REQUIRED TASK
Convert the items between the lines holding "Mark the innermost point of each instance of the red" and "x=282, y=74", inclusive, into a two-column CSV with the header instruction,reply and one row per item. Put each item's text and its answer in separate quoted fields, with line breaks replaced by spaces.

════════════════

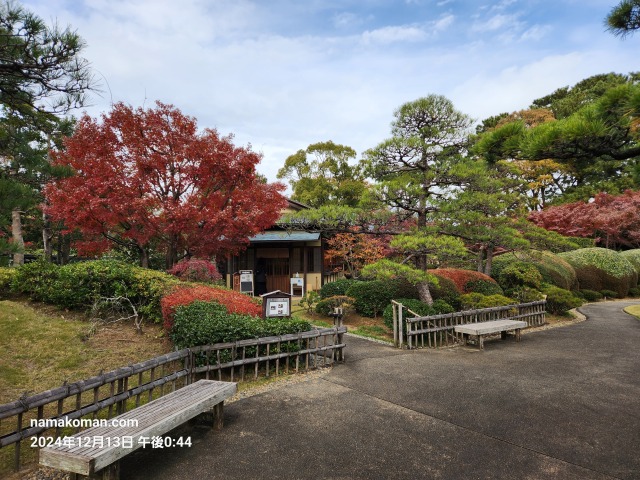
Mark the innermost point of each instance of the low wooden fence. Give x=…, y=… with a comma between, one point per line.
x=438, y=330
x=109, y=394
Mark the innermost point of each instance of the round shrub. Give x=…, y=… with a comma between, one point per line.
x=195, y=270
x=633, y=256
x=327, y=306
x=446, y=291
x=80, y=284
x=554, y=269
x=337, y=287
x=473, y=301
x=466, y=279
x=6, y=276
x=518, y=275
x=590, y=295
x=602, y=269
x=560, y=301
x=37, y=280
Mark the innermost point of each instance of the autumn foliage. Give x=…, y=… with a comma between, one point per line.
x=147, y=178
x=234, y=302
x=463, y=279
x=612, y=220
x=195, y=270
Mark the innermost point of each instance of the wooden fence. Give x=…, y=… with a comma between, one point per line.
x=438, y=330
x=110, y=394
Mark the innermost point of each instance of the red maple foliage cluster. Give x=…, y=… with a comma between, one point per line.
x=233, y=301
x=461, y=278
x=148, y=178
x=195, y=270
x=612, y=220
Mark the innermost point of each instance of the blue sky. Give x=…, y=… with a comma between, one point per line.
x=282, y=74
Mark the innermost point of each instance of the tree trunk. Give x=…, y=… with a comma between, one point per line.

════════════════

SOLUTION FOR THIS EXERCISE
instruction,reply
"Mark the innermost point of each instance of the red maple foliage cluster. Give x=…, y=… with a comma between, one point per line.","x=233, y=301 x=461, y=278 x=148, y=178 x=195, y=270 x=612, y=220"
"Mark the innermost point of each instance of the blue sky. Give x=…, y=… with a comma between, one point per line.","x=282, y=74"